*** Opening of DATA SUPPLIED ***

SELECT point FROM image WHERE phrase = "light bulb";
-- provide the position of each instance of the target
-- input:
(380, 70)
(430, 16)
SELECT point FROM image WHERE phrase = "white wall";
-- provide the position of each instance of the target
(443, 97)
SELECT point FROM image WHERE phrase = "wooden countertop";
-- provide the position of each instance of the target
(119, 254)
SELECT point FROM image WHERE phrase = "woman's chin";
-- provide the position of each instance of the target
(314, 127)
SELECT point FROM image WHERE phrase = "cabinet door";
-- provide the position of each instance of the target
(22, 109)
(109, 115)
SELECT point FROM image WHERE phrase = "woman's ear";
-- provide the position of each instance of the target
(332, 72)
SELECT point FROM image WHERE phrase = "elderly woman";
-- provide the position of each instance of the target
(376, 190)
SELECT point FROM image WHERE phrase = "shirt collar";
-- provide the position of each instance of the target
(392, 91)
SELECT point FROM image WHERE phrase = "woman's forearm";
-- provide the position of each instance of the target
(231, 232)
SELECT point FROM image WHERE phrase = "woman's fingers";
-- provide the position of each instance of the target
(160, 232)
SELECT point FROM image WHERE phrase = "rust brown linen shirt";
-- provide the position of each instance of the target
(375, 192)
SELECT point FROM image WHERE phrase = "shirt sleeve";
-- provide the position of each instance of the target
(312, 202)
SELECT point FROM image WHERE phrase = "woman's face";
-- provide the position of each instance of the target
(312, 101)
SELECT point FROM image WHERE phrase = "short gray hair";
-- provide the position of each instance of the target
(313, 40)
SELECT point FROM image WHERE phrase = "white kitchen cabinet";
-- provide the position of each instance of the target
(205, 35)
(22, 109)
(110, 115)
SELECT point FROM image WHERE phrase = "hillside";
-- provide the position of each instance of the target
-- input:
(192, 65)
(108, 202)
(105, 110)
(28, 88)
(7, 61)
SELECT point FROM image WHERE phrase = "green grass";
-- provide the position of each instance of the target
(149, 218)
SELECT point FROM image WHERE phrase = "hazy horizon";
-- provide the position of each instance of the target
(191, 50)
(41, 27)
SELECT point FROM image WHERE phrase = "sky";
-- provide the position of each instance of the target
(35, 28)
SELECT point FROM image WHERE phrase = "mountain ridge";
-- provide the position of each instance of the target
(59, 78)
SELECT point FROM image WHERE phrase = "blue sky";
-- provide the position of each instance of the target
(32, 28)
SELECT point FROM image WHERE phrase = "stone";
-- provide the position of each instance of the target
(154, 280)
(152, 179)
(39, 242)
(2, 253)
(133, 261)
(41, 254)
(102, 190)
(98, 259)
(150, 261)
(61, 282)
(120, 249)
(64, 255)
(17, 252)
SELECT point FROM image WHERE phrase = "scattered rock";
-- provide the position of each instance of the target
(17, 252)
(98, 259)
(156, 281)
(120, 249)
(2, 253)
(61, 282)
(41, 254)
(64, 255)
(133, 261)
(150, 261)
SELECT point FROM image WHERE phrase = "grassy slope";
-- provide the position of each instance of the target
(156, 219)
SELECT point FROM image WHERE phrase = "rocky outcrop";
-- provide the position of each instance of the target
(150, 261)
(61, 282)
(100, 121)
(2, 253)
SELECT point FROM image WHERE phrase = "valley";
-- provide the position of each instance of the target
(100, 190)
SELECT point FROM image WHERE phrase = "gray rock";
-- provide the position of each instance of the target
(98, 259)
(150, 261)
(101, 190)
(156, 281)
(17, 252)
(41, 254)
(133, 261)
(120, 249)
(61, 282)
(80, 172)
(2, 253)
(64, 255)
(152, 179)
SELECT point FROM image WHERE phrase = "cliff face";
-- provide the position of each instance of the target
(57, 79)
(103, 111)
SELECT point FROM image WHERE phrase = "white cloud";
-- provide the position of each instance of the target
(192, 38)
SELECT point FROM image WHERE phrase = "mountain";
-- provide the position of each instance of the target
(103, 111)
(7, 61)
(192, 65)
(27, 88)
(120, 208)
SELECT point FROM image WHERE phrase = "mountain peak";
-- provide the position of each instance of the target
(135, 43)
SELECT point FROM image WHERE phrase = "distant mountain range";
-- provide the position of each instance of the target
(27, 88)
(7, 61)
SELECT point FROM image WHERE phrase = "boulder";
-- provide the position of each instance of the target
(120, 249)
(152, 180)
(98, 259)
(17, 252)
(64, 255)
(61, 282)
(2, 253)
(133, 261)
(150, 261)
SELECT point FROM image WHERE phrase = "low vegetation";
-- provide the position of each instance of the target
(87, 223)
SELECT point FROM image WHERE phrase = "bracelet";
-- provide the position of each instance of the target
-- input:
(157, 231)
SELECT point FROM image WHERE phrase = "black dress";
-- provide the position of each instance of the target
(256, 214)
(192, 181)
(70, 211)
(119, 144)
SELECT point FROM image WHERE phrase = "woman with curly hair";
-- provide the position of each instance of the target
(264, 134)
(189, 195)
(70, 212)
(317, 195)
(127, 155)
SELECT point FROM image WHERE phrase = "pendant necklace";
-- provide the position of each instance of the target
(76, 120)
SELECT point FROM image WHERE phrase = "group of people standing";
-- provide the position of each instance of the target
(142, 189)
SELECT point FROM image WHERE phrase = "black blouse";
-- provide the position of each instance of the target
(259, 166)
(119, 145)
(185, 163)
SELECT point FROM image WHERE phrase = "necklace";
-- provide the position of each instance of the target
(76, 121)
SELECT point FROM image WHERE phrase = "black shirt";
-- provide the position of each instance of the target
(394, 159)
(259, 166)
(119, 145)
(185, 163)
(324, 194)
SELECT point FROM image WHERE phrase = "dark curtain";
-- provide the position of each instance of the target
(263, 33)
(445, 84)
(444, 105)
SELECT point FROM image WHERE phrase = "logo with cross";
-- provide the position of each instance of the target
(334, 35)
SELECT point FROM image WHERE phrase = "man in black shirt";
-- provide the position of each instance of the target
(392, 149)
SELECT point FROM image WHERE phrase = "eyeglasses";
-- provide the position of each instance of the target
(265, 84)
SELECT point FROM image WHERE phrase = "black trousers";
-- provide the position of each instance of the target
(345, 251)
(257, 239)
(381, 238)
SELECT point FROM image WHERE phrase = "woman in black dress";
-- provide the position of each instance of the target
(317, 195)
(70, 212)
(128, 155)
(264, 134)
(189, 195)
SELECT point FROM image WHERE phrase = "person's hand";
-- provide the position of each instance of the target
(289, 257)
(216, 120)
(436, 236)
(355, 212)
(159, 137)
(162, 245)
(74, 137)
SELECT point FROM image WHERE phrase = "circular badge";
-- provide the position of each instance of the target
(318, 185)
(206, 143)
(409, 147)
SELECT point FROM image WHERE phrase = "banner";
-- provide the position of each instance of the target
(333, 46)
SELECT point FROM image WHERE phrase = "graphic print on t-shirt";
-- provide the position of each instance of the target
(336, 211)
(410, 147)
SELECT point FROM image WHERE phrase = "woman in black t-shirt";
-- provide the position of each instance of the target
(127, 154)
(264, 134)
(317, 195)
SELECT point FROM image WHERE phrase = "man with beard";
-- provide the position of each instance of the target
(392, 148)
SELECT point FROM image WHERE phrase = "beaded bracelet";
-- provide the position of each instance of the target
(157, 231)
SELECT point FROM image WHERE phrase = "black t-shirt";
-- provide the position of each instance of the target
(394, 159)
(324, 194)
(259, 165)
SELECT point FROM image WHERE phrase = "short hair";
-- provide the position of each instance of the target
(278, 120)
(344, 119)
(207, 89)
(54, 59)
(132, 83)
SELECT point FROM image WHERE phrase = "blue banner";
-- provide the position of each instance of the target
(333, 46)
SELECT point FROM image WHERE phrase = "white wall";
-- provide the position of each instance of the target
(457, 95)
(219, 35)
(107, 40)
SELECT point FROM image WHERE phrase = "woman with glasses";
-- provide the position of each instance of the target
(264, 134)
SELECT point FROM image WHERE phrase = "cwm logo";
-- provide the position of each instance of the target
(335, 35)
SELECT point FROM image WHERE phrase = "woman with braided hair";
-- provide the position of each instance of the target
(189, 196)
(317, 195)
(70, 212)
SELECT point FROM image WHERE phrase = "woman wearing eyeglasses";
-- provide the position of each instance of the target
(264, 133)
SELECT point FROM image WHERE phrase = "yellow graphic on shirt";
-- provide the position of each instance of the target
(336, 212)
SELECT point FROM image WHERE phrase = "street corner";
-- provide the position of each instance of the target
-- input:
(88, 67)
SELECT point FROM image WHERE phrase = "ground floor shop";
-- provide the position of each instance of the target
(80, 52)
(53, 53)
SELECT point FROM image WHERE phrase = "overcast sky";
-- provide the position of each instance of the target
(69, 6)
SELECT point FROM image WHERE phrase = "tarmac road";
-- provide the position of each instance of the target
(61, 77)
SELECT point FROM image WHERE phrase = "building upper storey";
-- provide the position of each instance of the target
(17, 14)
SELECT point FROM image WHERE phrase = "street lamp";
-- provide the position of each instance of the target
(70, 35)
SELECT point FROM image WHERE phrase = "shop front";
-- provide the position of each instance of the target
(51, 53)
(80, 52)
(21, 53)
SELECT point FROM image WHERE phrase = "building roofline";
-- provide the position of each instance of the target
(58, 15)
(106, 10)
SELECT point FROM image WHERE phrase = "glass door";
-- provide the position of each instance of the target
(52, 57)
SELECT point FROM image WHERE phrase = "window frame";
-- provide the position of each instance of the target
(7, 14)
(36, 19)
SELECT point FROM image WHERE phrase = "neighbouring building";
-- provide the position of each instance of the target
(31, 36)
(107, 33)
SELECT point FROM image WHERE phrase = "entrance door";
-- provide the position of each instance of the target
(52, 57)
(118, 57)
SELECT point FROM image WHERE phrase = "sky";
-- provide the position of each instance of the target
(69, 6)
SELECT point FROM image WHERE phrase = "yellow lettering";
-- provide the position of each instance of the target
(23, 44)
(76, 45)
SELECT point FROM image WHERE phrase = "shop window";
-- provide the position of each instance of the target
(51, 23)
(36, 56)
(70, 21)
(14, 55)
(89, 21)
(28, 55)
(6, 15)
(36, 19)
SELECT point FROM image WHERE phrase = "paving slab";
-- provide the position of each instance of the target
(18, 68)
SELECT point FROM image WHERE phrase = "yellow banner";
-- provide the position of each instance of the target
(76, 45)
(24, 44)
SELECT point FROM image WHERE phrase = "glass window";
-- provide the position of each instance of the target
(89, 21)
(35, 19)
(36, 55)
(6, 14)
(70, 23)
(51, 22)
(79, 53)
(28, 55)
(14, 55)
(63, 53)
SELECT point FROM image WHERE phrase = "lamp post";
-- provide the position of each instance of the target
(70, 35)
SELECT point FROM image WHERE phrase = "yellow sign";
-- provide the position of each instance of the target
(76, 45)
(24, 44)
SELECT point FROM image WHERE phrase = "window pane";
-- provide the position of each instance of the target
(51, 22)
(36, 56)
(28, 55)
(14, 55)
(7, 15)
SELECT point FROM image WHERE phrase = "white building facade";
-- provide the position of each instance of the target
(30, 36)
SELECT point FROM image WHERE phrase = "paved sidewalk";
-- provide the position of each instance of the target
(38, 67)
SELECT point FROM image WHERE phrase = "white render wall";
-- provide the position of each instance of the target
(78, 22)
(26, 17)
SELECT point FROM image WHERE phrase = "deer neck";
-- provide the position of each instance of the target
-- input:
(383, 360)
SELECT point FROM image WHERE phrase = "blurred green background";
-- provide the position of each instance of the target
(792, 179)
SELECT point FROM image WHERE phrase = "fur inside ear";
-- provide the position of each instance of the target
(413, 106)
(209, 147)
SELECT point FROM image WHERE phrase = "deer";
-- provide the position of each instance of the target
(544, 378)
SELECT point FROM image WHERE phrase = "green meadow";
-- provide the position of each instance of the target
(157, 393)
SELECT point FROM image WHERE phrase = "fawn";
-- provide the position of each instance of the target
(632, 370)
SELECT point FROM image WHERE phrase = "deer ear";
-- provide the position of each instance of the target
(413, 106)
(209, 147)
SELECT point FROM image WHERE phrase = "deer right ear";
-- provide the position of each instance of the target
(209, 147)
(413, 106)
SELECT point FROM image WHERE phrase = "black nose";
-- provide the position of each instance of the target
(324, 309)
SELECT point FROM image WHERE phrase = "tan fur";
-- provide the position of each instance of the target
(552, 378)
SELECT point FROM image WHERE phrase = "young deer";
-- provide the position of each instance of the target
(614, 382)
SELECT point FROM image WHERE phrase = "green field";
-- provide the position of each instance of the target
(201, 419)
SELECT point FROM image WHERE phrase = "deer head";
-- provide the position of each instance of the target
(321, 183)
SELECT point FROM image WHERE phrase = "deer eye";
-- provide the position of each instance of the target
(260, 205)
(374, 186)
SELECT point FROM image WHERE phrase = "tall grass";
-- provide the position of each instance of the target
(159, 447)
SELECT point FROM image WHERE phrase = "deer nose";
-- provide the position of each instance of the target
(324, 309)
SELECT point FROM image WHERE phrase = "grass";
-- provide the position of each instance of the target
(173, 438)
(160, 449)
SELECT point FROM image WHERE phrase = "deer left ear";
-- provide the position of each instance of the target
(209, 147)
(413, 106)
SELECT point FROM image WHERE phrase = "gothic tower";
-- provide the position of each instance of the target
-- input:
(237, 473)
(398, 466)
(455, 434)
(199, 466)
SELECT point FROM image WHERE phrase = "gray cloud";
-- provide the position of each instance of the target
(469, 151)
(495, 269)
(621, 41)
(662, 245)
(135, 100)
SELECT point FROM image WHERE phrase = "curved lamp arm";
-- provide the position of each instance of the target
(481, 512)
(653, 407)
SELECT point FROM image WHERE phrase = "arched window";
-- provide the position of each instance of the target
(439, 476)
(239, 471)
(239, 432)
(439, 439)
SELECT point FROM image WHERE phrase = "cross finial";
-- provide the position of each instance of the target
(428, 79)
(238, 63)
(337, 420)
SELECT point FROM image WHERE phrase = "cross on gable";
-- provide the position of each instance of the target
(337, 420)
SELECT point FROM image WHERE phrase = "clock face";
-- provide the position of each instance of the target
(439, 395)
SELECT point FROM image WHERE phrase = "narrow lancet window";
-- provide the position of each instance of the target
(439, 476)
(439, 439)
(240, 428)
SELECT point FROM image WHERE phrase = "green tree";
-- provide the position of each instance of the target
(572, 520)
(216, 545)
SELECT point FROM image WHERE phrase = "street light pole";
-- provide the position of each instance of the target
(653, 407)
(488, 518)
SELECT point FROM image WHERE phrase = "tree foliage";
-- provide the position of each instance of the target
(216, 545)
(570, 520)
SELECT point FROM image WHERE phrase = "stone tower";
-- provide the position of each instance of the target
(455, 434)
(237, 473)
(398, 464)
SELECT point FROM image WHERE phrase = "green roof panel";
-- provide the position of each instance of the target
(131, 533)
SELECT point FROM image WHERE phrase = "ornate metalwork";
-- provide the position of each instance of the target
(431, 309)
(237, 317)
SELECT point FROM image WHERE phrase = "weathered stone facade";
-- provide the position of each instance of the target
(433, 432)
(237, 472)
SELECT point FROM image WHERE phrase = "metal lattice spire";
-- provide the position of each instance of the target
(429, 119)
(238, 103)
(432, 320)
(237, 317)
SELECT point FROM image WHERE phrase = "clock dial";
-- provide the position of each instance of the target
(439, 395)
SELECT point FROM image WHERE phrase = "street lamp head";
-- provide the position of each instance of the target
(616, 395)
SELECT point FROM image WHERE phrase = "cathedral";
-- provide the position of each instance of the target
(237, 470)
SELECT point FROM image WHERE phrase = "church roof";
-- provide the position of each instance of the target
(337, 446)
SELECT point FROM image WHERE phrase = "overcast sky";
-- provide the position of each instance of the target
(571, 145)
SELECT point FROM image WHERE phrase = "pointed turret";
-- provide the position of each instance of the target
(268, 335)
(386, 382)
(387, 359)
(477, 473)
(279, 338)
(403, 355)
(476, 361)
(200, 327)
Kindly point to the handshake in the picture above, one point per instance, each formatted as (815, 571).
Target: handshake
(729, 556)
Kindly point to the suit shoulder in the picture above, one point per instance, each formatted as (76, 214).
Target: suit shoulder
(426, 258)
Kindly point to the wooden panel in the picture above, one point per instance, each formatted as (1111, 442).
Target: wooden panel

*** Close of DATA SUPPLIED ***

PROBLEM DETAILS: Number of lines containing "hair" in the data: state it and nothing more.

ANSWER SPACE: 4